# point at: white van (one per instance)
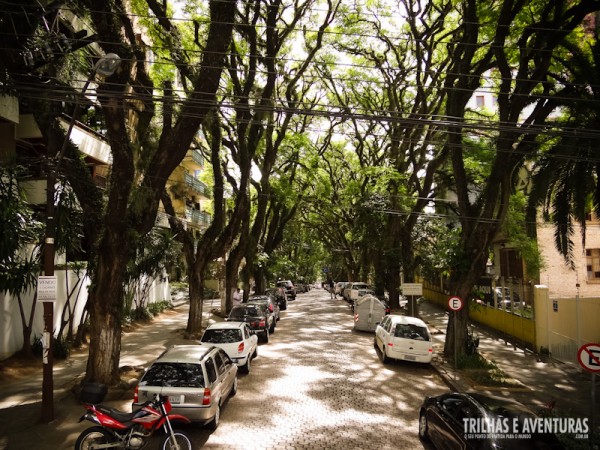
(405, 338)
(368, 312)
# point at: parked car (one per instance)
(272, 308)
(301, 287)
(236, 338)
(368, 312)
(255, 315)
(351, 291)
(289, 287)
(442, 421)
(197, 378)
(338, 288)
(280, 296)
(404, 338)
(361, 293)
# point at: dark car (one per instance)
(255, 315)
(475, 421)
(271, 305)
(289, 287)
(279, 295)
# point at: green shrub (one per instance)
(210, 293)
(140, 315)
(158, 307)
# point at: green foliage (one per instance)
(515, 228)
(20, 236)
(437, 241)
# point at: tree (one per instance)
(522, 44)
(566, 178)
(144, 150)
(19, 248)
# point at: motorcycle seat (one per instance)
(116, 414)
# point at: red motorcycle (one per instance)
(131, 431)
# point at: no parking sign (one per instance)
(455, 303)
(589, 357)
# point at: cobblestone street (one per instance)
(320, 385)
(316, 385)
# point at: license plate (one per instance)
(175, 399)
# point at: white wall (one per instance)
(11, 329)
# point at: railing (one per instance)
(196, 185)
(197, 157)
(197, 217)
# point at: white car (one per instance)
(404, 338)
(236, 339)
(352, 292)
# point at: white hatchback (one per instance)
(405, 338)
(236, 339)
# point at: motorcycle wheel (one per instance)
(181, 441)
(92, 435)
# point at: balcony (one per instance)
(197, 185)
(197, 157)
(198, 218)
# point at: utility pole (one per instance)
(106, 66)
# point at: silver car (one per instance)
(236, 338)
(198, 379)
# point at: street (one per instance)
(316, 385)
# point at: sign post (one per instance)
(589, 358)
(455, 304)
(412, 290)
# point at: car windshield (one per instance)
(411, 331)
(238, 313)
(221, 336)
(173, 374)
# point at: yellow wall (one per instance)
(521, 328)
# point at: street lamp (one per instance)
(105, 66)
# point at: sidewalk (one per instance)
(20, 400)
(539, 381)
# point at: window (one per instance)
(211, 370)
(593, 263)
(410, 331)
(169, 374)
(224, 336)
(222, 361)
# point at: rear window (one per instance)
(242, 312)
(173, 374)
(217, 336)
(410, 331)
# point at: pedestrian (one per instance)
(237, 299)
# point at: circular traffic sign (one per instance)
(589, 357)
(455, 303)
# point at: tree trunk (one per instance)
(196, 288)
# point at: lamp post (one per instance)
(105, 66)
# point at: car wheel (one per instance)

#####

Task statement: A verbatim transcript of the entries above is required, with the pictures left out.

Solution to this problem:
# point at: white van (one per instance)
(405, 338)
(368, 312)
# point at: parked car (one per instance)
(272, 308)
(301, 287)
(236, 338)
(368, 312)
(255, 315)
(351, 291)
(289, 287)
(442, 421)
(197, 378)
(338, 288)
(280, 296)
(404, 338)
(361, 293)
# point at: dark car (one per instance)
(255, 315)
(475, 421)
(271, 305)
(289, 287)
(279, 295)
# point at: green shrub (one per instance)
(210, 293)
(140, 315)
(158, 307)
# point at: green foliage (one per instance)
(515, 228)
(20, 236)
(437, 241)
# point at: tree (one per instance)
(522, 44)
(566, 178)
(144, 150)
(19, 248)
# point at: motorcycle seat (one per instance)
(116, 414)
# point at: red motorcycle (one per instance)
(131, 431)
# point at: no parking sign (one per instance)
(455, 303)
(589, 357)
# point at: cobblestone street (one per instance)
(320, 385)
(316, 385)
# point at: license plate (one per instance)
(175, 399)
# point at: white wall (one per instance)
(11, 329)
# point at: railing (one per instance)
(196, 185)
(197, 157)
(197, 217)
# point at: white car (one per instance)
(404, 338)
(236, 339)
(352, 292)
# point at: white hatchback (one per instance)
(405, 338)
(236, 339)
# point at: motorcycle wheel (one per instance)
(181, 441)
(92, 435)
# point at: balcony (one per instance)
(197, 185)
(197, 157)
(198, 218)
# point at: utility pole (one per instance)
(106, 66)
# point at: silver car (one per instance)
(236, 338)
(198, 379)
# point at: street (one per instance)
(316, 385)
# point at: sign post (one per instance)
(589, 358)
(455, 304)
(412, 290)
# point at: car windshield (one per instance)
(411, 331)
(238, 313)
(221, 336)
(173, 374)
# point at: yellow wall (one per instance)
(521, 328)
# point at: street lamp (one per instance)
(105, 66)
# point at: sidewalk (one per instance)
(20, 400)
(539, 381)
# point at: window (one per instance)
(211, 370)
(593, 263)
(410, 331)
(169, 374)
(224, 336)
(222, 361)
# point at: rear window (one per instance)
(242, 312)
(173, 374)
(217, 336)
(410, 331)
# point at: pedestrian (one per instance)
(237, 299)
# point at: circular traffic sign (one per instance)
(589, 357)
(455, 303)
# point at: tree trunk (one per instance)
(196, 288)
# point at: lamp post (one per instance)
(105, 66)
# point at: car wheel (one per instance)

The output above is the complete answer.